* **PROMPT**
Each line of the listing below containing the word "every" should be returned.

* **MATERIAL TO PROCESS**
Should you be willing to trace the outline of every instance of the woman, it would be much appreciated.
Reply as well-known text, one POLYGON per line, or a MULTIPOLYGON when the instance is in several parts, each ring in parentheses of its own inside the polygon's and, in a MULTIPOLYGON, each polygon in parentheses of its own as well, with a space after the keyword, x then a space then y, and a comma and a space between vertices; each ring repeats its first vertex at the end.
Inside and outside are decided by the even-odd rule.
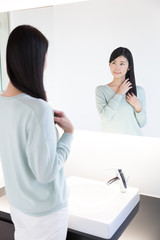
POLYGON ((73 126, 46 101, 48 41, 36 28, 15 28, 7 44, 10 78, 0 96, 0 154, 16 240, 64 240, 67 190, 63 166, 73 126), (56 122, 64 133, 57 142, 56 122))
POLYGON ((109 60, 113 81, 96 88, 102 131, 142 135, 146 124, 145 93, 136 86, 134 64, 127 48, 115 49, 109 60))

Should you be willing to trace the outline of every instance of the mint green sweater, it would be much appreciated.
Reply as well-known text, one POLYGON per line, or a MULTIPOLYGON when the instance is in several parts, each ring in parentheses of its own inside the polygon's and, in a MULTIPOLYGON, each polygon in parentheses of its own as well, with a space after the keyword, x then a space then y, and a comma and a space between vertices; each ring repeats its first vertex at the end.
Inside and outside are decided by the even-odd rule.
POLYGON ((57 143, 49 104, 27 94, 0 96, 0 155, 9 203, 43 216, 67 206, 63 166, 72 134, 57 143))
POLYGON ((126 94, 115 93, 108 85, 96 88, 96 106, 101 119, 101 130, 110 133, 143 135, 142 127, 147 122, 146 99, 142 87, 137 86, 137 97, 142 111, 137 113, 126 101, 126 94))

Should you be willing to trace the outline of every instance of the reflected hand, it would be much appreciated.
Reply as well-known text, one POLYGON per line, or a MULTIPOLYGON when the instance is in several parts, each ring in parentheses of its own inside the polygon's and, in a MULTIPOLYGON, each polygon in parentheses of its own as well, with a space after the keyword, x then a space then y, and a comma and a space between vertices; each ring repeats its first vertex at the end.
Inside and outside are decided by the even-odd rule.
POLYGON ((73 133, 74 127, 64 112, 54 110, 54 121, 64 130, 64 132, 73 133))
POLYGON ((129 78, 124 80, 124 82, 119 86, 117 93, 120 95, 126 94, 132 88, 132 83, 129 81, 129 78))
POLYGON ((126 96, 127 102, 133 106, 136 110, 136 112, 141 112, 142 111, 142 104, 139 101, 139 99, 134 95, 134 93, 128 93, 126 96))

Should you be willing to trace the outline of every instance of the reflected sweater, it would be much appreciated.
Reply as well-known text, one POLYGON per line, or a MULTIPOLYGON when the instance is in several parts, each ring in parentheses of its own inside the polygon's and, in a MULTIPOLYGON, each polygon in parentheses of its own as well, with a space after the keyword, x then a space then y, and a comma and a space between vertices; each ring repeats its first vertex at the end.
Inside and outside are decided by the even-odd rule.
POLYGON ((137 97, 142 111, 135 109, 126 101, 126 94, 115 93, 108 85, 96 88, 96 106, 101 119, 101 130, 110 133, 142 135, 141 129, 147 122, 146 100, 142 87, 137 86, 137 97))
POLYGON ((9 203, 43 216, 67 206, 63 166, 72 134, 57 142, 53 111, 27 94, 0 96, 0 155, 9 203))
...
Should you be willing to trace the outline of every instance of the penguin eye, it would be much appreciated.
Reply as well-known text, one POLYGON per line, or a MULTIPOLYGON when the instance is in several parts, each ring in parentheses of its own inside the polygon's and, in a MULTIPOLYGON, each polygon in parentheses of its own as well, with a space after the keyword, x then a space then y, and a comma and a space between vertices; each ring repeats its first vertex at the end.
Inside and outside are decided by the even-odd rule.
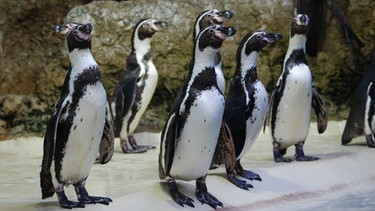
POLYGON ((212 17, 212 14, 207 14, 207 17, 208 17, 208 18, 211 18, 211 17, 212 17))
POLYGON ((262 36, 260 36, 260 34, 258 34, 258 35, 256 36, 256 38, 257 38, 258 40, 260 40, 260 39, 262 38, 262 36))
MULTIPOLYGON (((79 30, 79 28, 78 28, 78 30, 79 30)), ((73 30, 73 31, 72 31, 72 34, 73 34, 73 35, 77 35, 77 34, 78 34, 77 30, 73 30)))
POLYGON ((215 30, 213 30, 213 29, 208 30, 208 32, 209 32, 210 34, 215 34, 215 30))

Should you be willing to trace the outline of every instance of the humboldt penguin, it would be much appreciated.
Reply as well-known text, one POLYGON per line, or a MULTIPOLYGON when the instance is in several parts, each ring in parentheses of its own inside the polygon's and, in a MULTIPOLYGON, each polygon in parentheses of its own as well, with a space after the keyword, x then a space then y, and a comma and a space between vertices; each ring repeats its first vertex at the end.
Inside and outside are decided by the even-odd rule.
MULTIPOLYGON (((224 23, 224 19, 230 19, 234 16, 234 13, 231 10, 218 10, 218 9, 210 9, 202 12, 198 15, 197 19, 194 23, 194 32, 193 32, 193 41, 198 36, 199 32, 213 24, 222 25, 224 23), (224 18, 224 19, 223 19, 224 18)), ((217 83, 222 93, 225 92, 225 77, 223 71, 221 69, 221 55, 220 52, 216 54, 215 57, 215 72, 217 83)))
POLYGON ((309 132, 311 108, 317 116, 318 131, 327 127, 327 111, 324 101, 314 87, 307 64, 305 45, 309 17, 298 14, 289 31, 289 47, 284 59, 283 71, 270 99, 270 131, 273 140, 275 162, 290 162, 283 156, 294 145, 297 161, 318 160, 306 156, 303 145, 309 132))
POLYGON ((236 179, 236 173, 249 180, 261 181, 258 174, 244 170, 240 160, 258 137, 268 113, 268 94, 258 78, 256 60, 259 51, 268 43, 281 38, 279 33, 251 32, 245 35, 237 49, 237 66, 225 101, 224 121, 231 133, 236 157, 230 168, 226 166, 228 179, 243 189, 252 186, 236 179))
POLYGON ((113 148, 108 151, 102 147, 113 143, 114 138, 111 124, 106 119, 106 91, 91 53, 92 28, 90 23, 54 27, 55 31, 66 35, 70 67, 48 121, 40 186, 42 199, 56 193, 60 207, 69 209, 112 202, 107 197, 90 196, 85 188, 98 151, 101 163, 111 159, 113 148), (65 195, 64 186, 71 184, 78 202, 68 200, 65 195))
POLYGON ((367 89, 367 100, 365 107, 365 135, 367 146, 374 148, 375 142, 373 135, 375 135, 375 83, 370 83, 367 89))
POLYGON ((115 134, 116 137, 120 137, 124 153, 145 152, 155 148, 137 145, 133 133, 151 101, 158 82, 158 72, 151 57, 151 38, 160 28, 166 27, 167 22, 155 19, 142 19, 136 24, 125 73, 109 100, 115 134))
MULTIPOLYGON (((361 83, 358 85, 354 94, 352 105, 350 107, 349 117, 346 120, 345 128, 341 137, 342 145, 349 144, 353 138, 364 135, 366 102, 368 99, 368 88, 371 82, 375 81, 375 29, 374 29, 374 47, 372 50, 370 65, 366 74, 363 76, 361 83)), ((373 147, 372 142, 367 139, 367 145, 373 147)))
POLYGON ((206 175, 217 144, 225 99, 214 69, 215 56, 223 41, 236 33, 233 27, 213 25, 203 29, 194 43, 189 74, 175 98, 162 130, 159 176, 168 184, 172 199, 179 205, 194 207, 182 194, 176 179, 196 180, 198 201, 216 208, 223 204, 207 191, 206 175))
==
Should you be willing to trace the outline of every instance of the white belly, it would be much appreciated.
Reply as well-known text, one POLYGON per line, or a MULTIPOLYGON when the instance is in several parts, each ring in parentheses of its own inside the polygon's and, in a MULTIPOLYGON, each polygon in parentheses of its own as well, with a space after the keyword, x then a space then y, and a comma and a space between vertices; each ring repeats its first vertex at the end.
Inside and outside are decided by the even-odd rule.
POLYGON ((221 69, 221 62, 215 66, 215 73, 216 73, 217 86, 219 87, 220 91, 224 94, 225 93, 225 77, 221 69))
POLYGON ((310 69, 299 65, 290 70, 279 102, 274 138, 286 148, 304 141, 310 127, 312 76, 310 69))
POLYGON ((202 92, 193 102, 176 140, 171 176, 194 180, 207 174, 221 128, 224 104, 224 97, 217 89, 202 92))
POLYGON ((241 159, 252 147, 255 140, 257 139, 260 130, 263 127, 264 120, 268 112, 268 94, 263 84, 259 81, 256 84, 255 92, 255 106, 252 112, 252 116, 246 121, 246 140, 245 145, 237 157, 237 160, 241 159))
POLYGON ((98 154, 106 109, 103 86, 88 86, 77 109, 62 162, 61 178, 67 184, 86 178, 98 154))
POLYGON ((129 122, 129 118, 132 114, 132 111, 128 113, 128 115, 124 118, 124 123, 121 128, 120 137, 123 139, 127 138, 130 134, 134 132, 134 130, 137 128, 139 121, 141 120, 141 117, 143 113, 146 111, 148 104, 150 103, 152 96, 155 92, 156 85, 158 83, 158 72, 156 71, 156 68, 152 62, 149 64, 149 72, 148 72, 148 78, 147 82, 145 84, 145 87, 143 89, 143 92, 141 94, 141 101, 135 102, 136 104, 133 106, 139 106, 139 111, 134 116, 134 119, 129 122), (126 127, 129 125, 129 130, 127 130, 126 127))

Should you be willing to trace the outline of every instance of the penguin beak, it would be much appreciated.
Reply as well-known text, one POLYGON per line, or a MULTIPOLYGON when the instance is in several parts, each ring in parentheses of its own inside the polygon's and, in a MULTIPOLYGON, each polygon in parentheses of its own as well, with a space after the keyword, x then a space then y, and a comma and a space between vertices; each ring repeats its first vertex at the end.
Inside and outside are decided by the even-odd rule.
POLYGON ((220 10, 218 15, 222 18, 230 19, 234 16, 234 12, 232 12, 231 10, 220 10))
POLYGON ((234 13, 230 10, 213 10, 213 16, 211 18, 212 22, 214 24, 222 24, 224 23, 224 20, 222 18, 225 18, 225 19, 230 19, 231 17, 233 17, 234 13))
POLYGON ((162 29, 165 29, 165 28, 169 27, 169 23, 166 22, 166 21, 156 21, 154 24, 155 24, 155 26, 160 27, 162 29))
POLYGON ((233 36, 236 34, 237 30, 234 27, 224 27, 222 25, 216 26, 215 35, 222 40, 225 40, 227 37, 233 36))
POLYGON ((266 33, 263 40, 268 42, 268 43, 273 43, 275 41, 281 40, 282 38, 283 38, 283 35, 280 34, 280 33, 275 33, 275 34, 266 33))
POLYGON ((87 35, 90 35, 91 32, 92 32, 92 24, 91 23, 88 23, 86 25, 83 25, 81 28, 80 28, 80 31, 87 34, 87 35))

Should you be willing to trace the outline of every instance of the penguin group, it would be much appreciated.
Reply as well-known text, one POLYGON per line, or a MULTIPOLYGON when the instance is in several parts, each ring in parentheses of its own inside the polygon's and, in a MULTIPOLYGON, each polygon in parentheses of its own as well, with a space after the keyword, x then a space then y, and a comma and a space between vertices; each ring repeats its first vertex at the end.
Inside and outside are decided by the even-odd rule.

* **RESULT OF THIS EXERCISE**
Should you be willing to trace the outline of every instance of the woman, it would be much appreciated.
Should you be willing to trace the outline of every instance of the mint green sweater, it would be much appreciated.
Should you be willing to trace the outline of every instance of the reflected hand, it would be much appreciated.
Should you be willing to trace the outline of every instance of the reflected sweater, it would be much appreciated.
Should you be willing to trace the outline of every instance of the penguin eye, it would be much appreciated.
Should you be willing to trace the outline of every instance of the humboldt penguin, it would be much appreciated.
Should you be willing to trace the outline of every instance of the white belly, it would be much appreciated.
Should you be willing to trace the outline of every instance of the penguin beak, it would be much appreciated.
Should you be willing to trace the outline of every instance of the penguin group, it would be much appreciated.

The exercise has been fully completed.